▶ [Document extract]:
<<<<

Validating the cluster installation
Elasticsearch cluster validation
First, make sure you check all the logs of all the Elasticsearch cluster nodes and that there are no errors, especially errors or warnings about node to node communication. If you see any messages about trouble finding master (see troubleshooting section below), there is probably a problem with the installation.
You can then check the status of the Elasticsearch cluster by accessing the following URL:
http://ES_NODE_IP_ADDRESS:9200/_cat/health?v
You should see a green status. If not, check your installation because something is not set up correctly.
jCustomer cluster validation
First, check the logs in the data/logs directory and make sure there are no errors. If you find any errors, you should check your setup and fix any problems before going any further.

>>>>

▶ [Objectives]:
**1)** According to the cluster validation guide, what status should the Elasticsearch cluster health check show?
**2)** Return the stretch of the cluster validation guide from "You can then" through "set up correctly.", word for word.
**3)** List every heading in the cluster validation guide.

▶ [Records shown]:

<<<<

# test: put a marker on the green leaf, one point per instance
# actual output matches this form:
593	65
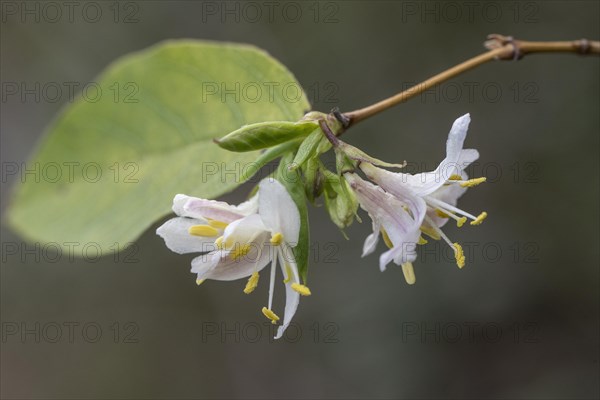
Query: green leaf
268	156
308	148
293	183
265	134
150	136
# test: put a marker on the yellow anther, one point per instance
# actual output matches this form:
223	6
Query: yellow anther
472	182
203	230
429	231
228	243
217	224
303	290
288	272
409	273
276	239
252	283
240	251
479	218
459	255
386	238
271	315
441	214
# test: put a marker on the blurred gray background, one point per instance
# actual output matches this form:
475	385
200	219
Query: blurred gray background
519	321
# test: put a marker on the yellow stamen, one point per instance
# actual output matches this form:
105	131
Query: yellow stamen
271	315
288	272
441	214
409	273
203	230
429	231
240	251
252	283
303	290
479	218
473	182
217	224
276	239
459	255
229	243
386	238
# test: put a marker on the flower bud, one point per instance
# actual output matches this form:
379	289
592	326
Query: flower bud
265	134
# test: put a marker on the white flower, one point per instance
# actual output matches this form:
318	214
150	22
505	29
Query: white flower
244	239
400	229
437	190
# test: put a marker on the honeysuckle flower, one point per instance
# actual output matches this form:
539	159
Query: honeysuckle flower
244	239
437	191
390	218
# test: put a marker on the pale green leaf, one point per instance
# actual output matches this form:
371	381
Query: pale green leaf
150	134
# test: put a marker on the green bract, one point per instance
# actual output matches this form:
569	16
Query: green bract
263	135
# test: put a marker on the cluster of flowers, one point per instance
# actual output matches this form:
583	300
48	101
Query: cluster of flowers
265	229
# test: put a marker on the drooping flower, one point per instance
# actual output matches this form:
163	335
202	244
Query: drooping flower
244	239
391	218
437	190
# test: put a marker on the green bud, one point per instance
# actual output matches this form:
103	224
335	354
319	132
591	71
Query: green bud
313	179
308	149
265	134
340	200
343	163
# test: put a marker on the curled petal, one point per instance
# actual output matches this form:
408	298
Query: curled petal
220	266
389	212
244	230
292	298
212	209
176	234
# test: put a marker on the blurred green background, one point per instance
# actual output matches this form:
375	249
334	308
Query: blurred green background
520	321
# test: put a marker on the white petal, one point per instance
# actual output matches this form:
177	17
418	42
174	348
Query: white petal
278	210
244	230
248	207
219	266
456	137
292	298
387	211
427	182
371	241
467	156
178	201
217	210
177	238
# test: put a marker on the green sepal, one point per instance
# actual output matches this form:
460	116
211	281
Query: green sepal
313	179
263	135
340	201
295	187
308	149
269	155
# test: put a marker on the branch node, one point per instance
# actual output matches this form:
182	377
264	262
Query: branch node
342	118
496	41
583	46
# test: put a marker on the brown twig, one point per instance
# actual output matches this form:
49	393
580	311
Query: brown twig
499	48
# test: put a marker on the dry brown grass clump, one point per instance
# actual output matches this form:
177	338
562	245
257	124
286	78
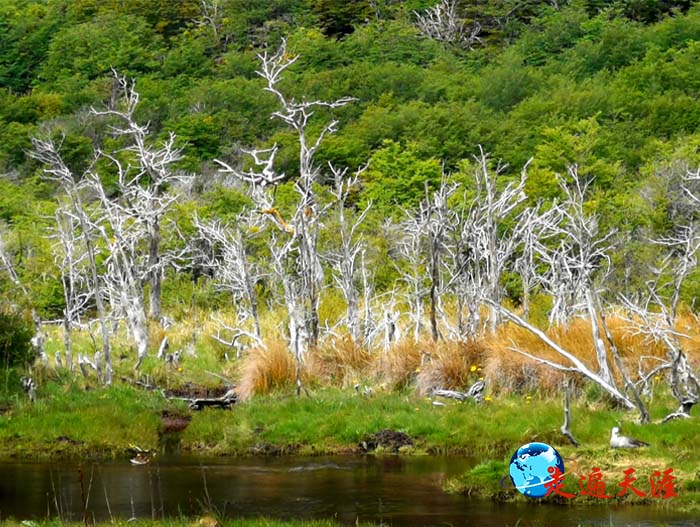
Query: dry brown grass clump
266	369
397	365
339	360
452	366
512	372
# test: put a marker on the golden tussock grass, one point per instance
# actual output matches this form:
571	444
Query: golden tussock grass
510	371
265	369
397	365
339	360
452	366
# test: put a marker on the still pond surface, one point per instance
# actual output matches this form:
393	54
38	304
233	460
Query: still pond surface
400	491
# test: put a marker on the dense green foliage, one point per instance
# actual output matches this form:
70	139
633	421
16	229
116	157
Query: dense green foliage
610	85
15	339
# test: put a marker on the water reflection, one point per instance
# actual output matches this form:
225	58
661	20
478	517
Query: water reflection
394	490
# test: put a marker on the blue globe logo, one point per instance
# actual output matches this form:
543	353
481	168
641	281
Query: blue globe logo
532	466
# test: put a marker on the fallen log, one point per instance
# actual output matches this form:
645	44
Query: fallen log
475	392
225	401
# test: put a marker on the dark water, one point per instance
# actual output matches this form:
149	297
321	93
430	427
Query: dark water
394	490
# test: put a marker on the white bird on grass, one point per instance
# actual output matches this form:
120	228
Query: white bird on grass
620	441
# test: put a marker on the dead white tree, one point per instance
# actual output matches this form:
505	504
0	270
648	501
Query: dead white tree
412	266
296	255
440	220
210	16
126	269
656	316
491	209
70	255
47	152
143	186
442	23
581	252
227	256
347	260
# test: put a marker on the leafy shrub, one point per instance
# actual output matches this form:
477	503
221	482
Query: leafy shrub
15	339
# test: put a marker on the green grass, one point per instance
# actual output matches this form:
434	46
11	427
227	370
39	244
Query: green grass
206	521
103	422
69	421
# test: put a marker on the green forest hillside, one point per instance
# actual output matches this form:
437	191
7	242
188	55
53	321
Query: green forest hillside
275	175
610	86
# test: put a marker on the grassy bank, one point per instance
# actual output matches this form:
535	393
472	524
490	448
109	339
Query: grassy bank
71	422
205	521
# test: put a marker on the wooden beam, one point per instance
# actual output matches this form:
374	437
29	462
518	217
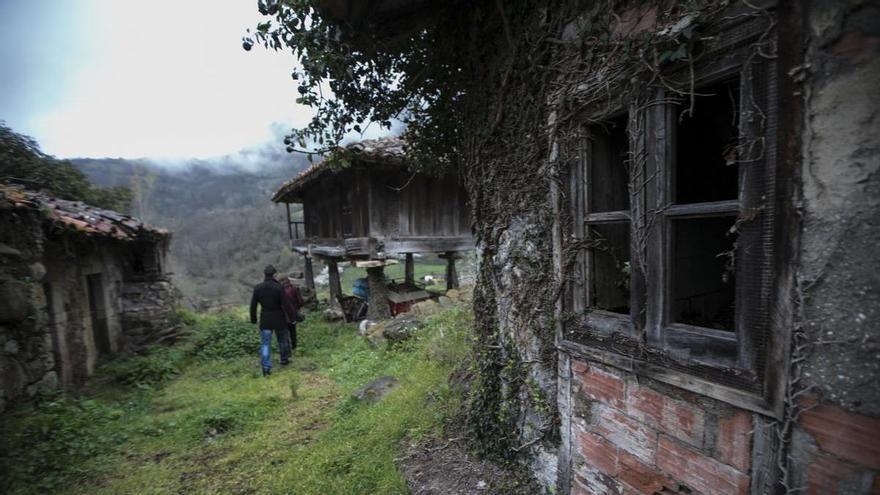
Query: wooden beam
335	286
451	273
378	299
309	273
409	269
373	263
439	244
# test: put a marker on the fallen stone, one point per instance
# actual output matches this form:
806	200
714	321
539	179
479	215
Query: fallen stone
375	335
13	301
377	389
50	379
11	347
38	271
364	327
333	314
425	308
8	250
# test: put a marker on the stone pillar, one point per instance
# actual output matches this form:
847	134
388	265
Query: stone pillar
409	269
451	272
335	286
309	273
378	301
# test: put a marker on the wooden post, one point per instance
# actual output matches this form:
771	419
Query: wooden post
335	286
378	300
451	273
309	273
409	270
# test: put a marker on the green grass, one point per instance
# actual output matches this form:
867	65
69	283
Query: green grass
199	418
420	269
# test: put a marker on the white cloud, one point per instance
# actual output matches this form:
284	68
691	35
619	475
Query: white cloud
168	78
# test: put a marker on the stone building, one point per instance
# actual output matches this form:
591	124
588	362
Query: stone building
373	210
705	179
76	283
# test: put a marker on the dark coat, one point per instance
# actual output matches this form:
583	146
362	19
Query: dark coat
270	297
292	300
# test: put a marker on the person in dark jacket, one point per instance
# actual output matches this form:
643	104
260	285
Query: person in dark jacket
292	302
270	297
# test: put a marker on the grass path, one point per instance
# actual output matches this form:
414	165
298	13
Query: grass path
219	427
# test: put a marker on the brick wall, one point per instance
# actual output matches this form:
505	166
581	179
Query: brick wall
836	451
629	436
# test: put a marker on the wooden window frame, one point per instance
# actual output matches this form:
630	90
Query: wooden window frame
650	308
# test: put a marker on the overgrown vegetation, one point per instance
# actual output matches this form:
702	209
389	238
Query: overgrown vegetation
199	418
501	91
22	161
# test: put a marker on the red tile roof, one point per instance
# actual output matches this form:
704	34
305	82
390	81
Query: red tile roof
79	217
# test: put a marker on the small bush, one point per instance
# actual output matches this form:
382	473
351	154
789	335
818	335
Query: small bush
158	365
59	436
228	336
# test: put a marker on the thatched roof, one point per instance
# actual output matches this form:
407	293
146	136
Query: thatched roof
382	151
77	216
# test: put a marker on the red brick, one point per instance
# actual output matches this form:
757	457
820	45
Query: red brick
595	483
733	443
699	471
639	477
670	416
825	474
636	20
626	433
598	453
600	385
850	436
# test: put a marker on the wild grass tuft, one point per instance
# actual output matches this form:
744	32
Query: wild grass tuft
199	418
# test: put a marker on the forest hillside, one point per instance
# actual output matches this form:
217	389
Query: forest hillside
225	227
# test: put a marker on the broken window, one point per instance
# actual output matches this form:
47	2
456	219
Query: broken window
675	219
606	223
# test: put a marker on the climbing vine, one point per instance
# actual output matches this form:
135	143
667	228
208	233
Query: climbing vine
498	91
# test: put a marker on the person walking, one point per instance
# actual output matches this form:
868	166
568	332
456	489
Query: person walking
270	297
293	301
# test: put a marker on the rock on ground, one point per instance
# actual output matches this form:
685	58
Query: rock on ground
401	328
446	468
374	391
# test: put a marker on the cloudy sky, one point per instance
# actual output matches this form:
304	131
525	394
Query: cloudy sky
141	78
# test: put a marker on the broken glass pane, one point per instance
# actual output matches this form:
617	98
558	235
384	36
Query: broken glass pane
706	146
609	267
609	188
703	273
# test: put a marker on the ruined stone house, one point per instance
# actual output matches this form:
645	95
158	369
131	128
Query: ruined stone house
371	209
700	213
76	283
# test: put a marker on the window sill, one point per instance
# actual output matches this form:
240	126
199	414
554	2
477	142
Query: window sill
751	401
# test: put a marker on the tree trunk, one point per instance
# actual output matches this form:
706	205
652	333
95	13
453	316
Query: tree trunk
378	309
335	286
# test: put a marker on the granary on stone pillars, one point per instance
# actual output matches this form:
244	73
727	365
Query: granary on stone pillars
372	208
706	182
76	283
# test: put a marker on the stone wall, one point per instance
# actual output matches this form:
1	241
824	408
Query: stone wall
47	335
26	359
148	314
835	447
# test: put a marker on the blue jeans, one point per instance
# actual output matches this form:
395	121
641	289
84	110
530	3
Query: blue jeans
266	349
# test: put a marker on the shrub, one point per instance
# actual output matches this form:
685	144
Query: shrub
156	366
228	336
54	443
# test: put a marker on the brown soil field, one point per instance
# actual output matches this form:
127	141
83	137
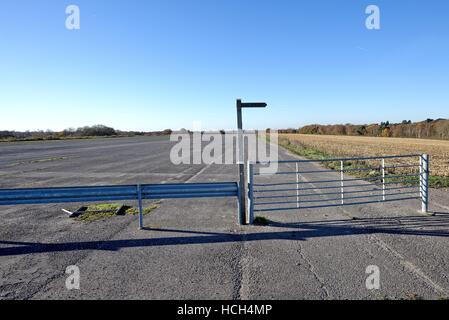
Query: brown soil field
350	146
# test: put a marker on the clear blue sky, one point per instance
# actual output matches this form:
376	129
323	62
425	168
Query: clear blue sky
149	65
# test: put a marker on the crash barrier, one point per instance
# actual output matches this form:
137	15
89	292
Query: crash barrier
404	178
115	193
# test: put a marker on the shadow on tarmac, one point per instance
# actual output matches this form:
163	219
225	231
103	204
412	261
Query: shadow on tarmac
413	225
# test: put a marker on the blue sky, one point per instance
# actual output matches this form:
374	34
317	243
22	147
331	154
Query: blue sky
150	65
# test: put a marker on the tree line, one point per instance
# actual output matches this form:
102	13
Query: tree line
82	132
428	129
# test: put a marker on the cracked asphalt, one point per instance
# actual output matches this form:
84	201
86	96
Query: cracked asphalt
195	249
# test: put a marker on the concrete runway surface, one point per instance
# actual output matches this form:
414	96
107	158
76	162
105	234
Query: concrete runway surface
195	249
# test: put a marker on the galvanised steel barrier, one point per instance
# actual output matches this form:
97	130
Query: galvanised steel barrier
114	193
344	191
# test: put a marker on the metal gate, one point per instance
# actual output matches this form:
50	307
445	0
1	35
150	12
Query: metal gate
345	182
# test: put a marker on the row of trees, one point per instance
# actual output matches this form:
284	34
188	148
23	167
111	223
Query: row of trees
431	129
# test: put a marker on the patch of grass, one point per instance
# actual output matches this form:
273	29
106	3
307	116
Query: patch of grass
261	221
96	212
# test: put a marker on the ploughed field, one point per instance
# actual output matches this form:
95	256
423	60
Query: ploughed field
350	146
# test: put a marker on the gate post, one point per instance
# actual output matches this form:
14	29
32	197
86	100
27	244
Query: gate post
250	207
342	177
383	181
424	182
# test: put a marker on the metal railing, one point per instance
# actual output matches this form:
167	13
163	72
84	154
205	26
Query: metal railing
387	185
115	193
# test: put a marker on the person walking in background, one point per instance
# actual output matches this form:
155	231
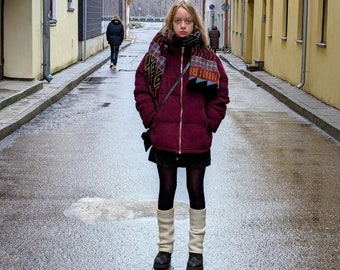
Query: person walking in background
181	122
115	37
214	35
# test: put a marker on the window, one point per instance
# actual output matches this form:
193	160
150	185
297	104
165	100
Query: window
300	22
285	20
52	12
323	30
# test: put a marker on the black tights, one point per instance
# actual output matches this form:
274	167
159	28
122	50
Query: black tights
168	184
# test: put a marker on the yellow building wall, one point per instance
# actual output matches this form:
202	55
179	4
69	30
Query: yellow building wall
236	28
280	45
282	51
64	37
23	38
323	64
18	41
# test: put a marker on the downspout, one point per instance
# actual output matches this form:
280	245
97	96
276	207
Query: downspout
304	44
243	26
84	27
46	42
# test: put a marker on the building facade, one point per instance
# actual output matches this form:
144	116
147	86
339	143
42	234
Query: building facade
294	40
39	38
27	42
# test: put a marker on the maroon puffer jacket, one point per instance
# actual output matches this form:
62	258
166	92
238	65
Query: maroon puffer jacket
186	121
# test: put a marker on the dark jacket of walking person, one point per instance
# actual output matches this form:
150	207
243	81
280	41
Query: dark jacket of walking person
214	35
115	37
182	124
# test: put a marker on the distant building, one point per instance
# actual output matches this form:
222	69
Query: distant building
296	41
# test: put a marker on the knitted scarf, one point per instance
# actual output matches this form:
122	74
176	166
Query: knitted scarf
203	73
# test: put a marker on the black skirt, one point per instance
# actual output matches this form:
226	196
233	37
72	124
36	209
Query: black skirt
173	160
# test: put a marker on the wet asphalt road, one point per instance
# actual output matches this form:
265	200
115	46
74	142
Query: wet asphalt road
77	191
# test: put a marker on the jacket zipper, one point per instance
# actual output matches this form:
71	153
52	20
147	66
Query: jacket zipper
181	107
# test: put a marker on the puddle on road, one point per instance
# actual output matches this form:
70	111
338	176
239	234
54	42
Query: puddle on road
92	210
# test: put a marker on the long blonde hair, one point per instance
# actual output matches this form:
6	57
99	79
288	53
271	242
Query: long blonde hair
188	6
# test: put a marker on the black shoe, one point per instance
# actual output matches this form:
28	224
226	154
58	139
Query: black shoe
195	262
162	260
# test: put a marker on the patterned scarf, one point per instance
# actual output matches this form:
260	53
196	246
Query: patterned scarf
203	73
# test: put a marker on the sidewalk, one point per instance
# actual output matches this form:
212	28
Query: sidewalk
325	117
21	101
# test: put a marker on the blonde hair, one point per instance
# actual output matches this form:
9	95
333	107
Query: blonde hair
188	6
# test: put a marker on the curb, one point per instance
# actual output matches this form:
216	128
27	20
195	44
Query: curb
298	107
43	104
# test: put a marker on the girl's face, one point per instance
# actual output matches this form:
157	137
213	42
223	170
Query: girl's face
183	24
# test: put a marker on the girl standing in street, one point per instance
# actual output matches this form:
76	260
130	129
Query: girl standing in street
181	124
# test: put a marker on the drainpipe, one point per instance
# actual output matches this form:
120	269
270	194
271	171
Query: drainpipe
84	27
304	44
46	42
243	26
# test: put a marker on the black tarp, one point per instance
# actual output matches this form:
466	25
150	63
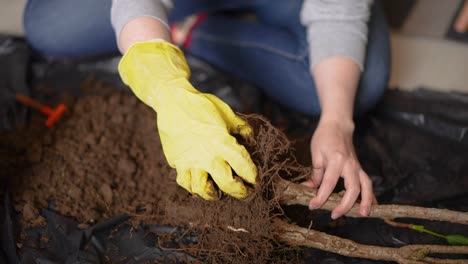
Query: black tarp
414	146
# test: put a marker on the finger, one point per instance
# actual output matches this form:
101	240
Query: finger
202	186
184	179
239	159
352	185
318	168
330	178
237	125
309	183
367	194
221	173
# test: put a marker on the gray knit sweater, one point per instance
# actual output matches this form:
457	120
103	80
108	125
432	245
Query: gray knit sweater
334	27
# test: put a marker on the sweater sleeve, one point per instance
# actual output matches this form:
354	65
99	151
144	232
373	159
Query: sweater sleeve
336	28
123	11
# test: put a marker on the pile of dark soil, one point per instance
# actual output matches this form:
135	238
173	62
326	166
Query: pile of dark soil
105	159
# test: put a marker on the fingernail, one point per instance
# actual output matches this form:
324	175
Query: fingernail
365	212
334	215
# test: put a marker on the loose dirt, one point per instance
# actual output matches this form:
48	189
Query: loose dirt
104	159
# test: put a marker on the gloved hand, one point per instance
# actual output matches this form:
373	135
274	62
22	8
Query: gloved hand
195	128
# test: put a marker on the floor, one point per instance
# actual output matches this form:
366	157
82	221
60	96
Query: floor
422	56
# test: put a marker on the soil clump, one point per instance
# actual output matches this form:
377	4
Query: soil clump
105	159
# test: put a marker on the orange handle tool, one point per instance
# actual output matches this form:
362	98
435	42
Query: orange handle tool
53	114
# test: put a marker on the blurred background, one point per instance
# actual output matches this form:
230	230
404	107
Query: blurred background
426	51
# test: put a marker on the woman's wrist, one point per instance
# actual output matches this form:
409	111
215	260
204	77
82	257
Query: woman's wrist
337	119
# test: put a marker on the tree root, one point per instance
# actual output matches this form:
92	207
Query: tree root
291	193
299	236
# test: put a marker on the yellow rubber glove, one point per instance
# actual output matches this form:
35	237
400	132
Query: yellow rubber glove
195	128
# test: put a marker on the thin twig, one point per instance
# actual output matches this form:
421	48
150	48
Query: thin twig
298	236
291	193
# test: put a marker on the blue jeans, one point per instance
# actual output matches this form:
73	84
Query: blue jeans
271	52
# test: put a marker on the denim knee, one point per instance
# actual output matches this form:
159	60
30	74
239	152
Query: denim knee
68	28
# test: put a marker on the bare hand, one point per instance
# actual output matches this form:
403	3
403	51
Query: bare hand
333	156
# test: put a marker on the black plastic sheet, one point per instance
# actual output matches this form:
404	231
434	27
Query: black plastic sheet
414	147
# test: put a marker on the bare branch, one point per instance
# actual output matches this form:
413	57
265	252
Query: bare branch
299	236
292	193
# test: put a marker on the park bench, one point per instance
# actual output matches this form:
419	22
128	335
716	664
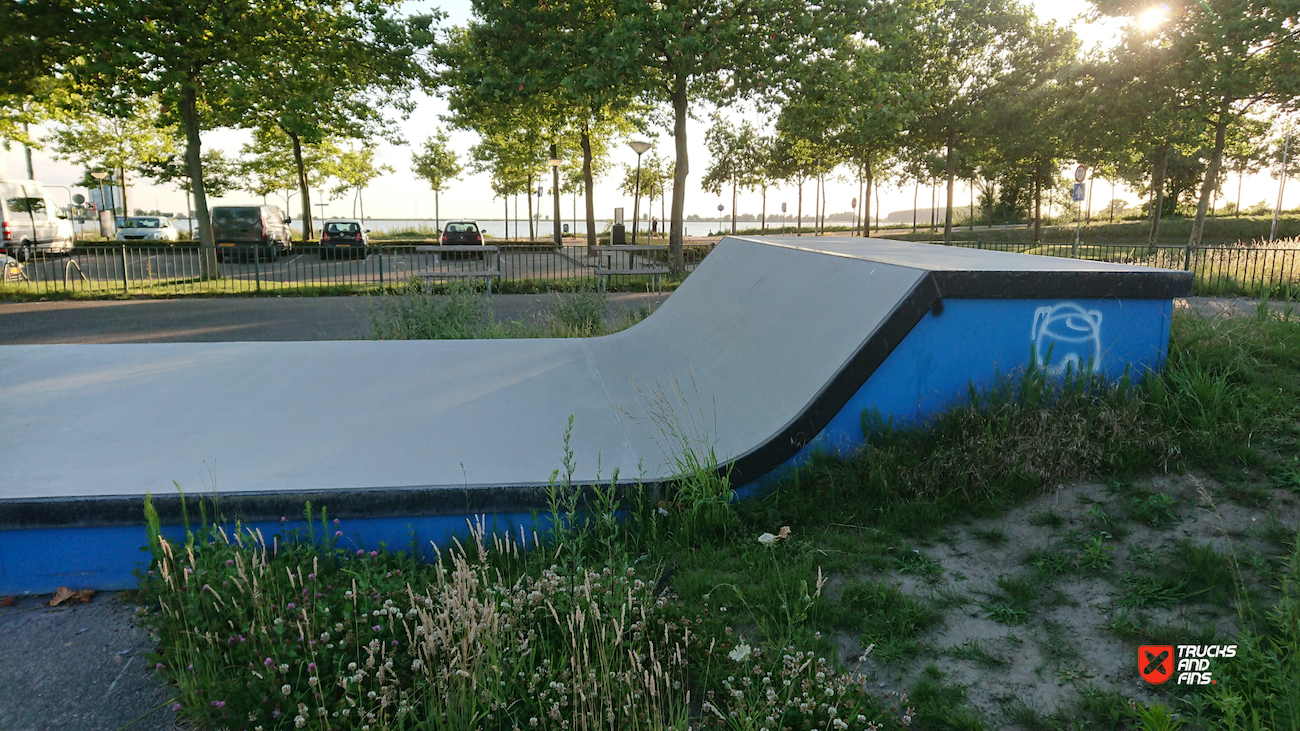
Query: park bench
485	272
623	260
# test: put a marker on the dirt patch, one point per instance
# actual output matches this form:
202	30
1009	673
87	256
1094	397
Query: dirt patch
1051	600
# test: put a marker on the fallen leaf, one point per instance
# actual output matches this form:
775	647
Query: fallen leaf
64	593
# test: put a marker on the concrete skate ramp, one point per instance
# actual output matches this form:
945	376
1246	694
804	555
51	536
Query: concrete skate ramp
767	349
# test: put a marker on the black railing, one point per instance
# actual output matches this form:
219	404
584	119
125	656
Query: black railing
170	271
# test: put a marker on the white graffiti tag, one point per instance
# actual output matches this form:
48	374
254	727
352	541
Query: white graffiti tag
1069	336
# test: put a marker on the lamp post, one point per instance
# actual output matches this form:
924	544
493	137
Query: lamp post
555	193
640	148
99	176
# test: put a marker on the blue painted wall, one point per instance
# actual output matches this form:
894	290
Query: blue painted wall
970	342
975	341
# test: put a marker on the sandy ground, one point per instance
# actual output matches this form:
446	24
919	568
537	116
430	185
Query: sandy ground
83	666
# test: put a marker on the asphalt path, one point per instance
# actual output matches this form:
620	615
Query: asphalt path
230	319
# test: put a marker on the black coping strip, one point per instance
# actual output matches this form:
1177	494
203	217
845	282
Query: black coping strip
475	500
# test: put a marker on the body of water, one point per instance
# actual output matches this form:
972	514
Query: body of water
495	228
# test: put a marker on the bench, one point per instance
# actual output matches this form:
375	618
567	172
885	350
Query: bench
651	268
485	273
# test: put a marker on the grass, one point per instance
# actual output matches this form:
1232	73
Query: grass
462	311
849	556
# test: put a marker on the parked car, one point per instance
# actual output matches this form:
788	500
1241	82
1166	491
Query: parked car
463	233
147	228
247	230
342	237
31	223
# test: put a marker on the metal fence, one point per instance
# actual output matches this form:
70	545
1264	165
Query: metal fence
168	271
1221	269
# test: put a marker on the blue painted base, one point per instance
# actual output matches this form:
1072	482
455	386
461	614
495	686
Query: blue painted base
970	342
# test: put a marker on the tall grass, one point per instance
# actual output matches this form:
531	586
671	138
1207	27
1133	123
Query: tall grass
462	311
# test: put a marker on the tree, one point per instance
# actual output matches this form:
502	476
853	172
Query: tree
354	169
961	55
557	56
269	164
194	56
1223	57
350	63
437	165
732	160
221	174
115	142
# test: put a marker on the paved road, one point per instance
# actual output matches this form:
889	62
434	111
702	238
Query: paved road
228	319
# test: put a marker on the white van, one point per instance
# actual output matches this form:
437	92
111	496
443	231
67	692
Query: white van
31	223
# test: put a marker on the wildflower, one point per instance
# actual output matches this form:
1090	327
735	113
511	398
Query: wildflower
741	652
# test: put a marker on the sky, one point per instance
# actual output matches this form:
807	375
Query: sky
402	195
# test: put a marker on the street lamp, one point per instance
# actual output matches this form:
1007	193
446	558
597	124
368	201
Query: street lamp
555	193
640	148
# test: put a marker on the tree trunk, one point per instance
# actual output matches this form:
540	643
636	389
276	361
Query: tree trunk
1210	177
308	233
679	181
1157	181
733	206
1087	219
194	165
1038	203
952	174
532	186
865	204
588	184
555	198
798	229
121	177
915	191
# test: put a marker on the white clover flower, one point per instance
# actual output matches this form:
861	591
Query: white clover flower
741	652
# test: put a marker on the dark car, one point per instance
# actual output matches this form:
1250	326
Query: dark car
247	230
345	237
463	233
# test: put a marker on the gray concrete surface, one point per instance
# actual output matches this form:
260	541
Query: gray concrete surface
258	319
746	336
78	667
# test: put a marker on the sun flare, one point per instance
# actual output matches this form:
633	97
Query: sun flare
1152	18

>>>>

▶ [Answers for the tasks]:
**1)** A green status.

**2)**
You can then check the status of the Elasticsearch cluster by accessing the following URL:
http://ES_NODE_IP_ADDRESS:9200/_cat/health?v
You should see a green status. If not, check your installation because something is not set up correctly.

**3)**
Validating the cluster installation
Elasticsearch cluster validation
jCustomer cluster validation